# Instructions for the task
Quote every one of the lines below word for word.

# Given data
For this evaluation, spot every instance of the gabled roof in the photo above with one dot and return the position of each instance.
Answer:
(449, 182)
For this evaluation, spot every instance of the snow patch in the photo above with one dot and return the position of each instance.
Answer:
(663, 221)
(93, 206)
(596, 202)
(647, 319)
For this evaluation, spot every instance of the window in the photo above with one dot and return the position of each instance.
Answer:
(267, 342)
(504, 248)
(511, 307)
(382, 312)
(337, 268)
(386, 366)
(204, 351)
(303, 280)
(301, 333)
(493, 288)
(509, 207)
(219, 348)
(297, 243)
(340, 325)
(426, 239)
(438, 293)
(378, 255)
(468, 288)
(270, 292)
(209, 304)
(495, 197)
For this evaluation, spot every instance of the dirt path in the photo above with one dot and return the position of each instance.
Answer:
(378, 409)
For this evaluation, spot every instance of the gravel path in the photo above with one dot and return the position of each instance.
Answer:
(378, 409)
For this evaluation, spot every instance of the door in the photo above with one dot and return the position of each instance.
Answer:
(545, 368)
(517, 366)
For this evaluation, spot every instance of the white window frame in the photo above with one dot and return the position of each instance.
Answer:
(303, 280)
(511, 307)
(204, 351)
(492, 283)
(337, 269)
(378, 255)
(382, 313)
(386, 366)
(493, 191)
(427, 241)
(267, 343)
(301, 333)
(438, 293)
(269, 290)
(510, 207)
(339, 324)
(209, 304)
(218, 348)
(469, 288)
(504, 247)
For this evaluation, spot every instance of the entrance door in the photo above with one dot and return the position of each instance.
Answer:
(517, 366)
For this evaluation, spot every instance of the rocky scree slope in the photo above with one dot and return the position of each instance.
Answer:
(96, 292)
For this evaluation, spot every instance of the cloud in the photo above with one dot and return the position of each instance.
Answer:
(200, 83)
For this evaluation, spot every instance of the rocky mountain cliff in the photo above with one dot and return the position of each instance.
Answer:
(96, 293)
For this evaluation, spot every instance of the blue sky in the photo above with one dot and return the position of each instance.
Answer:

# Reply
For this evaluation, spot every instance of the gabled roof in the photo above with one dot and return the position of each instance.
Answer:
(449, 182)
For this evaluation, spot every instance of the snow patch in the photo above with one dot and return the position of each instance.
Answer:
(663, 221)
(93, 206)
(596, 202)
(647, 319)
For this evaluation, spot every instance of the window in the photo above with one dot and return the position of each instance.
Answer:
(267, 342)
(504, 248)
(511, 307)
(382, 312)
(337, 268)
(386, 366)
(204, 351)
(303, 280)
(301, 333)
(493, 288)
(509, 207)
(219, 348)
(297, 243)
(340, 325)
(426, 239)
(438, 293)
(378, 255)
(468, 288)
(270, 292)
(209, 304)
(495, 197)
For this evaluation, spot every instance of the dirt path in the photo above with one dot and return the position of each instance.
Answer:
(378, 409)
For this evaluation, spot every instance of the gravel path in the photo above with one dot and return the position of each instance.
Answer:
(378, 409)
For this evaluation, spot every instance of the door in the photo above with one dot and return the position of each instance.
Answer:
(545, 368)
(517, 366)
For this evaluation, spot every instance of the white window frame in the photo above with one dot and return the position of each instance.
Answer:
(303, 280)
(511, 307)
(204, 351)
(492, 283)
(337, 269)
(378, 255)
(382, 313)
(386, 366)
(493, 191)
(427, 241)
(267, 343)
(301, 333)
(438, 293)
(269, 290)
(510, 207)
(339, 324)
(209, 304)
(218, 348)
(469, 288)
(504, 247)
For this evaluation, spot every instance of the entrance door in the photo above with one dot and return the position of each instance.
Answer:
(517, 366)
For this evaluation, spot every instance of the rocky scree slope in the photo above with one dot and return the position of each instance.
Answer:
(96, 292)
For this evaluation, spot every instance of the cloud in the photo above with one dot and return the position of each instance.
Answer:
(200, 83)
For this evaluation, spot every instance of the rocky mountain cliff in the photo above with one dot and return the position of each instance.
Answer:
(96, 293)
For this evaluation, spot every instance of the blue sky in the photo above with one dot and return the position of each instance.
Answer:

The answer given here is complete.